● **WHAT NEEDS TO BE DONE**
Repeat every record exactly.

● **SOURCE DATA**
Segment Open
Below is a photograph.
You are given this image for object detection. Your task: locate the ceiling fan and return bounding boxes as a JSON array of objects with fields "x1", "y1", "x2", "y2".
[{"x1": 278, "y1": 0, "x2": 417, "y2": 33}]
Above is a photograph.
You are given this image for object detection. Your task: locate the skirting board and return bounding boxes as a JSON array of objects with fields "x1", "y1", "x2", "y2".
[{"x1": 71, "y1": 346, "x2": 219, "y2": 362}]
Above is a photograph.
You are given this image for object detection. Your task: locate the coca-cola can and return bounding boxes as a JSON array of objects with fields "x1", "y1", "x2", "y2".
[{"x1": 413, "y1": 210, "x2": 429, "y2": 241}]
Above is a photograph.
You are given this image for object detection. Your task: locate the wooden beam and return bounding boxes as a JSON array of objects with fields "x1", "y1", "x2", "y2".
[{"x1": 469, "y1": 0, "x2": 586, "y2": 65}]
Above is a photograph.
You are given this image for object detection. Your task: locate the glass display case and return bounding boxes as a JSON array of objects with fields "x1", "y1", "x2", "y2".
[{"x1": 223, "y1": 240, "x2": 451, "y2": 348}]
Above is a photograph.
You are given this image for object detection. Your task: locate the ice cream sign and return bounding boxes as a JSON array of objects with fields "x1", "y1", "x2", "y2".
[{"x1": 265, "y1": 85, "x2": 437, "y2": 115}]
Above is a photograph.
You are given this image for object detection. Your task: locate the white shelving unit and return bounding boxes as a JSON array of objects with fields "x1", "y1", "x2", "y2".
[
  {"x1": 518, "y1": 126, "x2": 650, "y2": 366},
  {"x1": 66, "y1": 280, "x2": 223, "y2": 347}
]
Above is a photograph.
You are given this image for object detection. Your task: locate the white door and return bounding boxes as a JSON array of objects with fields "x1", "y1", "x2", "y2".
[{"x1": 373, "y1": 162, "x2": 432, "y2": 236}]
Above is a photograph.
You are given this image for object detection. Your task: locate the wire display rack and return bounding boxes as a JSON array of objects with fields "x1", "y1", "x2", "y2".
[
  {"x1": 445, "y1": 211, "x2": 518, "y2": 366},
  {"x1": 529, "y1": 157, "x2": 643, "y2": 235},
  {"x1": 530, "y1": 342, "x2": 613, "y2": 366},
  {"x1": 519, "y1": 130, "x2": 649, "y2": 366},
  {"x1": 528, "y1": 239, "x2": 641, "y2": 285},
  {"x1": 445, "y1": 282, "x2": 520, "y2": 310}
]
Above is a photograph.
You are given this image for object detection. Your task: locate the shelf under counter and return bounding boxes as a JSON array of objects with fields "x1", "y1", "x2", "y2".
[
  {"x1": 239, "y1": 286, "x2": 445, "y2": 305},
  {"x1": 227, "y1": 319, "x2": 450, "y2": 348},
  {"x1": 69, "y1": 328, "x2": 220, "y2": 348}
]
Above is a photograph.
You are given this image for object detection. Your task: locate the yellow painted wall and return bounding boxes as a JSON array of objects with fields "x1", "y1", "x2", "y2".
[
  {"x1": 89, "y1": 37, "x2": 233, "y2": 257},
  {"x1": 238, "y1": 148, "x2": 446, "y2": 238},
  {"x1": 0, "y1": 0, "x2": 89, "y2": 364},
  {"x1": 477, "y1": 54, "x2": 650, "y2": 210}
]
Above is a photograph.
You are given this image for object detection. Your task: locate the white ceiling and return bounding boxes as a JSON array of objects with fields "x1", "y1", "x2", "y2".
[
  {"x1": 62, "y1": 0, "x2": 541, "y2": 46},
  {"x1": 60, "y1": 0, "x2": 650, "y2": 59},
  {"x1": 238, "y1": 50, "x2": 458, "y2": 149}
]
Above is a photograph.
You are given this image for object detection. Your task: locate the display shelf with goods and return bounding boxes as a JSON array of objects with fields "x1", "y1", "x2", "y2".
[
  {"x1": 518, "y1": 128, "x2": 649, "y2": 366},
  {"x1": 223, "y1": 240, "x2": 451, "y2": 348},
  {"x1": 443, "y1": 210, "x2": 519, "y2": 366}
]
Segment Closed
● **RESPONSE TO THIS TASK**
Below is a photograph.
You are given this image for object detection. Your task: locate the ceiling fan and return bounding boxes as a JSON array of objects with fields "x1", "y1", "x2", "y2".
[{"x1": 278, "y1": 0, "x2": 417, "y2": 33}]
Above is a photograph.
You are given this image for object detection. Your task: locate the skirting board and return bounding boxes as a JSON array of objects with fields "x1", "y1", "x2", "y2".
[{"x1": 71, "y1": 346, "x2": 219, "y2": 362}]
Above is a photograph.
You are given this image for object detection. Your task: locate the coca-cola can and return bounding boxes as a JSON array of objects with fields "x1", "y1", "x2", "y2".
[{"x1": 413, "y1": 210, "x2": 429, "y2": 241}]
Above is a photograph.
You are given this image for object detection. Your task: locate the wooden beam and return bounding boxes as a JSON array of objects with fields "x1", "y1", "x2", "y2".
[{"x1": 469, "y1": 0, "x2": 586, "y2": 65}]
Above is a photograph.
You are given this image for object detection. Your task: locate the glass display case and return bounding boxes as a JSON array of objects with fields "x1", "y1", "x2", "y2".
[{"x1": 223, "y1": 240, "x2": 451, "y2": 348}]
Above is a photograph.
You are given this image for object detection. Your task: locate the ice cream sign and return bounding boxes as a JSON array of objects with fields "x1", "y1", "x2", "y2".
[{"x1": 265, "y1": 85, "x2": 437, "y2": 115}]
Above is a photograph.
You are given this image for object detection. Your task: locate the white shelving unit and return bounding boxes as a JSON array of objects with fields "x1", "y1", "x2", "y2".
[
  {"x1": 518, "y1": 126, "x2": 650, "y2": 366},
  {"x1": 66, "y1": 280, "x2": 223, "y2": 347}
]
Above is a photograph.
You are given this image for object detection. Your task: locate the white door and return bounding boxes as a JSON array of objects with fields "x1", "y1", "x2", "y2".
[{"x1": 373, "y1": 162, "x2": 432, "y2": 236}]
Above is a photograph.
You are given this image for object detection. Your task: locate the wire display rack and return bounding boxes as a JSON array of objects with fields "x1", "y1", "x2", "y2".
[
  {"x1": 445, "y1": 211, "x2": 518, "y2": 366},
  {"x1": 529, "y1": 157, "x2": 643, "y2": 235},
  {"x1": 530, "y1": 342, "x2": 613, "y2": 366},
  {"x1": 519, "y1": 130, "x2": 649, "y2": 366},
  {"x1": 528, "y1": 239, "x2": 641, "y2": 285},
  {"x1": 445, "y1": 282, "x2": 520, "y2": 310}
]
Above is a photograph.
You are given this image for object detection. Your task: locate the shelf under counter and return bounding boxes as a JSON array of objects with fields "x1", "y1", "x2", "y2".
[
  {"x1": 239, "y1": 286, "x2": 445, "y2": 305},
  {"x1": 227, "y1": 319, "x2": 450, "y2": 348},
  {"x1": 69, "y1": 328, "x2": 220, "y2": 348}
]
Above is a photograph.
You are given this image for object detection. Your task: locate the yellow painted wall and return bounding boxes as a JSON array of objects with fields "x1", "y1", "x2", "y2".
[
  {"x1": 89, "y1": 37, "x2": 233, "y2": 257},
  {"x1": 238, "y1": 148, "x2": 446, "y2": 238},
  {"x1": 0, "y1": 0, "x2": 89, "y2": 364},
  {"x1": 477, "y1": 54, "x2": 650, "y2": 210}
]
Above is a photograph.
You are given this image for object detection. Your task: locate the white ceiling and return bounding boxes as a JSON array of objects with fields "x1", "y1", "x2", "y2".
[
  {"x1": 62, "y1": 0, "x2": 541, "y2": 46},
  {"x1": 60, "y1": 0, "x2": 650, "y2": 59},
  {"x1": 238, "y1": 50, "x2": 458, "y2": 149}
]
Above is a photograph.
You are given this image for object detection. Your task: locate the display shelf with goods and return bounding boxes as a JSON array of objects with fields "x1", "y1", "x2", "y2".
[
  {"x1": 518, "y1": 128, "x2": 649, "y2": 366},
  {"x1": 223, "y1": 240, "x2": 451, "y2": 348},
  {"x1": 443, "y1": 210, "x2": 519, "y2": 366}
]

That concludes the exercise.